Start of Text

I’m on vacation, but I’ll still post this.
It even has some World War One material relevant for today.
This was, I believe, the first collection of academic alternate histories ever done and featured various famous historians and literary writers of the early 20th century.
This is a Raw Feed, so my historical ignorance is not as great as 29 years ago.
Raw Feed (1987): If It Had Happened Otherwise, ed. J. C. Squire, 1931, 1972.
“Introduction”, J.C. Squire — Brief comments on academic alternate history treatises. Emphasizes importance of causality chain beginning with trivial event (brilliantly explored in Bradbury’s “Sound of Thunder”) and how we almost always think of alternate histories as undesirable worlds to our own though this obviously depends on cultural/moral/political point of view.
“Introduction”, John Wheeler-Bennett — Brief comments on history of alternate history as literature and valid historical speculation. (His definition of alternate histories are peculiar. He includes political sf like Fail-Safe.) He also writes on why he likes sub-genre.
“If the Moors in Spain Had Won“, Philip Guedalla — Like most essays in this book promise to be, this story (told in excerpts from travel books, history texts, diplomatic papers, and newspapers) this is a rich source for alternate world ideas. The work not only develops its premise but wryly comments on historical study: chance events of little seeming significance to change things drastically, the events of our history were not inevitable, over reliance on economic factors in studying history, and belief that events in our history were for the best.

End of Text

**Written exercise A**
According to the review, who edited *If It Had Happened Otherwise*?
**Written exercise B**
Reproduce the part of the review between "It even has" and "early 20th century.", inclusive.

Start of Dataset excerpt

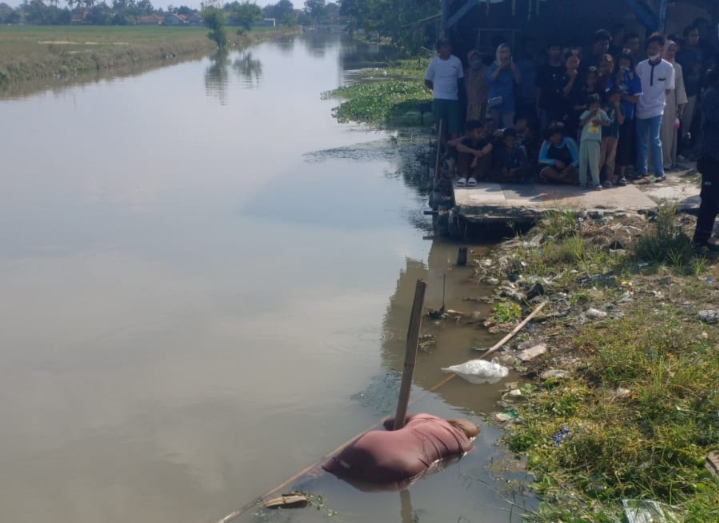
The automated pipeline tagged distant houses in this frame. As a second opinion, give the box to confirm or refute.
[70,10,202,26]
[135,13,202,26]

End of Dataset excerpt

**Answer A**
J. C. Squire

**Answer B**
It even has some World War One material relevant for today.
This was, I believe, the first collection of academic alternate histories ever done and featured various famous historians and literary writers of the early 20th century.